* [Exercise prompt] Extract the rows below from the line containing "Note: identify the distant" through the final row, both included, and reproduce those lines word for word.

* [Data for processing]

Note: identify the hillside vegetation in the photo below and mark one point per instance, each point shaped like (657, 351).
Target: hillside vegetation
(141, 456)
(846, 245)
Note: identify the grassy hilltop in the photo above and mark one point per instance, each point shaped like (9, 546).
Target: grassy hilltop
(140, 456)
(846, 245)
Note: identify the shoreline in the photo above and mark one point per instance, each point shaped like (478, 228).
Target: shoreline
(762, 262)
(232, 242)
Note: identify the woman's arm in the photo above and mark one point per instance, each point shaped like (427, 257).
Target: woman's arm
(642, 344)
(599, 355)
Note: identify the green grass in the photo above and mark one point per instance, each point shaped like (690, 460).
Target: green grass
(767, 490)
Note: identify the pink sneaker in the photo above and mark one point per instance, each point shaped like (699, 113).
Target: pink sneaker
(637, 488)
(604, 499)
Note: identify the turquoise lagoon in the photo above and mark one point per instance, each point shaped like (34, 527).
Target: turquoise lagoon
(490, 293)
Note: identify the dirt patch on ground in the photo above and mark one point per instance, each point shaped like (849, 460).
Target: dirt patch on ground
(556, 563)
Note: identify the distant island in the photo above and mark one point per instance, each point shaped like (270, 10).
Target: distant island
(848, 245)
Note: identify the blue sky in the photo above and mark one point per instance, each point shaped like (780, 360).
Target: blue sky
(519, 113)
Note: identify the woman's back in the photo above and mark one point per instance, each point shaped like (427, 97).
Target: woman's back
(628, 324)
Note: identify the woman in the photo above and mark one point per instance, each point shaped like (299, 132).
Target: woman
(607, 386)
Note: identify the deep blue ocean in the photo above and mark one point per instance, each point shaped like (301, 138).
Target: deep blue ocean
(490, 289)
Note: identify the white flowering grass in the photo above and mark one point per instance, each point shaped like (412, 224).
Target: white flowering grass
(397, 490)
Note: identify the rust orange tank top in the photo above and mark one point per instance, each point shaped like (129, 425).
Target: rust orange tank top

* [Solved exercise]
Note: identify the distant island in the photo above and mark one point per instance, each point shaped like (270, 10).
Target: distant island
(848, 245)
Note: identify the blue sky in the photo above and mark one point per instance, each point shaped like (780, 360).
Target: blue sky
(519, 113)
Note: identify the woman's back in the photo above and mark one point per instance, each point shaped like (427, 97).
Target: woman's back
(628, 324)
Note: identify the woman in the photo above and mark one point per instance, each point shaped like (299, 132).
Target: woman
(607, 386)
Note: identify the deep blue ocean in the photo above and mark one point per instance, each point shaped like (301, 138).
Target: deep blue ocean
(490, 289)
Note: identify the white flowering grass in the photo above and mark one point per instance, each point shaped like (412, 224).
Target: white flowering grass
(397, 490)
Note: identify the rust orange tank top in the photo above and mark one point per instance, each point shaped like (129, 425).
Target: rust orange tank top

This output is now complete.